[Record excerpts Boundary: Start]

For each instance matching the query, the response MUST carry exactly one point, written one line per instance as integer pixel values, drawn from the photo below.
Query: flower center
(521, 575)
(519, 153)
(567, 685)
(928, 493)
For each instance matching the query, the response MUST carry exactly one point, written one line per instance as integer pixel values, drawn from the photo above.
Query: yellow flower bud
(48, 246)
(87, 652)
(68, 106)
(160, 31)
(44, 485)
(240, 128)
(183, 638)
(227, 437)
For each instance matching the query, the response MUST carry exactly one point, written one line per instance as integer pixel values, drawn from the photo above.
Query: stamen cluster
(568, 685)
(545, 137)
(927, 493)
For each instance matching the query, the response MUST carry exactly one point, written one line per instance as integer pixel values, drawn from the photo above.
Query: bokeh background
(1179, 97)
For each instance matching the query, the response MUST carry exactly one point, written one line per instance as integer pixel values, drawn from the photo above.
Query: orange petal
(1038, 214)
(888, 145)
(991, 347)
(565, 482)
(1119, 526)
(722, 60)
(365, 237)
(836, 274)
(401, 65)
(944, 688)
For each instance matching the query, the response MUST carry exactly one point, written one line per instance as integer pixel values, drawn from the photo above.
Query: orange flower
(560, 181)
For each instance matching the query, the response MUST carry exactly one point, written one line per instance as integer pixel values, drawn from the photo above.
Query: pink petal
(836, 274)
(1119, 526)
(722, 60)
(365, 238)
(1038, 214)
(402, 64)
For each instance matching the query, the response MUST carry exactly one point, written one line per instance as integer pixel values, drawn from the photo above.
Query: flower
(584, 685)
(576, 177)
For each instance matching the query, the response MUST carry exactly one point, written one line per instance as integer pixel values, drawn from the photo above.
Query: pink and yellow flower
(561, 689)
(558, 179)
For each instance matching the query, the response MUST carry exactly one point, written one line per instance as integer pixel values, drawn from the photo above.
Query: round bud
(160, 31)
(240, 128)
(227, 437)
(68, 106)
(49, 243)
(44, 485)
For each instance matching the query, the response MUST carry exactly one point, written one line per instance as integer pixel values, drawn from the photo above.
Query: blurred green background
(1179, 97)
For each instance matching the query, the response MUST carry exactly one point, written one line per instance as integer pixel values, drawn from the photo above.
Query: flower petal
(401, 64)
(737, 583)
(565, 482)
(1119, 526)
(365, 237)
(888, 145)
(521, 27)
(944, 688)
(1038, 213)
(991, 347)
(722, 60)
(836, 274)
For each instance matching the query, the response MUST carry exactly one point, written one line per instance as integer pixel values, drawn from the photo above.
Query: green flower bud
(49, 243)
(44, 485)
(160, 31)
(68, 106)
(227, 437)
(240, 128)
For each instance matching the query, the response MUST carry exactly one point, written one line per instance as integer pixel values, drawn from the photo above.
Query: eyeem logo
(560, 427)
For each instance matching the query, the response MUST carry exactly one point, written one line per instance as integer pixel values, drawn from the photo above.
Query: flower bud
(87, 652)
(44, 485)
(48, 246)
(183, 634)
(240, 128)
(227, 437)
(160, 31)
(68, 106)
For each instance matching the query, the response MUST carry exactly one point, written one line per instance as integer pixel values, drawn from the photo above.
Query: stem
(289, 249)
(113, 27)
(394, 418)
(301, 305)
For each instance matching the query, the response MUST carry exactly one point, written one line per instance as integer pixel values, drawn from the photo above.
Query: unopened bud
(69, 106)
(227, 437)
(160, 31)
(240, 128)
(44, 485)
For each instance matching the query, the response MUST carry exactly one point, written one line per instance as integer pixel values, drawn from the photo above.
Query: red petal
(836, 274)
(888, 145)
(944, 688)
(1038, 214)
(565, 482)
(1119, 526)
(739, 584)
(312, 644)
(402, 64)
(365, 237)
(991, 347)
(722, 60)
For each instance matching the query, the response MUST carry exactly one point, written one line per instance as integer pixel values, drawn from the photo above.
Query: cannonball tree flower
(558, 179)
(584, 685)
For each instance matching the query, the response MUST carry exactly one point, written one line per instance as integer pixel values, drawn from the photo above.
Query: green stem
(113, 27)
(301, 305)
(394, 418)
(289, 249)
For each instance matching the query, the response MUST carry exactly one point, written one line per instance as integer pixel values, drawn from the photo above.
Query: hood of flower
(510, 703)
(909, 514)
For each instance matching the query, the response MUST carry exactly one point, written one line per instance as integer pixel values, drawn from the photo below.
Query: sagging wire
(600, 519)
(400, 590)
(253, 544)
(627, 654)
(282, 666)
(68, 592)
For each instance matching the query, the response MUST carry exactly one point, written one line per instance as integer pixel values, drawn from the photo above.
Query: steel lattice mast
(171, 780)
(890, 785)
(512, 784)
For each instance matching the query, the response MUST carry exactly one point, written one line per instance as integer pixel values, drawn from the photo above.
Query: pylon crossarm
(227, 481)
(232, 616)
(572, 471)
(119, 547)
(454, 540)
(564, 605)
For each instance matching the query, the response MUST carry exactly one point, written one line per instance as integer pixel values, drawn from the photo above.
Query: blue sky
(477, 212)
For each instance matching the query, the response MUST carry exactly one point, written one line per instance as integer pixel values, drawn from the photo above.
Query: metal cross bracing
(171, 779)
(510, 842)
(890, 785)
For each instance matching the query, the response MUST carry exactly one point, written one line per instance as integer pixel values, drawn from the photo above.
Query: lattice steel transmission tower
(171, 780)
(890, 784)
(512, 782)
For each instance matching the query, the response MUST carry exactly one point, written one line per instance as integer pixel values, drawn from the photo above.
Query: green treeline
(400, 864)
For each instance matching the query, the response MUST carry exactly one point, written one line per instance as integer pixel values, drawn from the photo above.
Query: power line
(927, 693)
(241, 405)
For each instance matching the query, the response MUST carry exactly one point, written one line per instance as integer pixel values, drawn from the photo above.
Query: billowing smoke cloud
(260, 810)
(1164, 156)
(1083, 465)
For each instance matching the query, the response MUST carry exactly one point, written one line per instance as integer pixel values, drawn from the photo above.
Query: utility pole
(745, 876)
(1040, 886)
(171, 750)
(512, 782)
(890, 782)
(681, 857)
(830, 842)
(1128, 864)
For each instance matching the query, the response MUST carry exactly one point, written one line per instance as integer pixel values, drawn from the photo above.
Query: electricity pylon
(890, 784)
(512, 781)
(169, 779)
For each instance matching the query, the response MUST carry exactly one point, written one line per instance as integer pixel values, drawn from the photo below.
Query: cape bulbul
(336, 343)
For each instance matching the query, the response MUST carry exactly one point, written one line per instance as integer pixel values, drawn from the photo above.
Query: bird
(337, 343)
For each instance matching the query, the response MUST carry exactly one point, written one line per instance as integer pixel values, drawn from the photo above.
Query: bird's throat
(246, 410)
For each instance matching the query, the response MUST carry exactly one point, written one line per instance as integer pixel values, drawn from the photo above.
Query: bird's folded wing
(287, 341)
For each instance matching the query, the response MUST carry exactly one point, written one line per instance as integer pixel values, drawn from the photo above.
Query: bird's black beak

[Record excerpts Boundary: End]

Brief: Look for the line that contains "Query: bird's throat" in the entries above. Set it down, along with all later lines, exactly as written.

Written response:
Query: bird's throat
(246, 410)
For each instance matching the query, the response MUST carry exactly one point, written one line per instance as integer pixel values, drawn from the photo above.
Query: bird's folded wing
(287, 341)
For each instance matching the query, the response MUST carry exactly one point, written one line per instance as integer pixel values, drawn from the photo above.
Query: bird's black beak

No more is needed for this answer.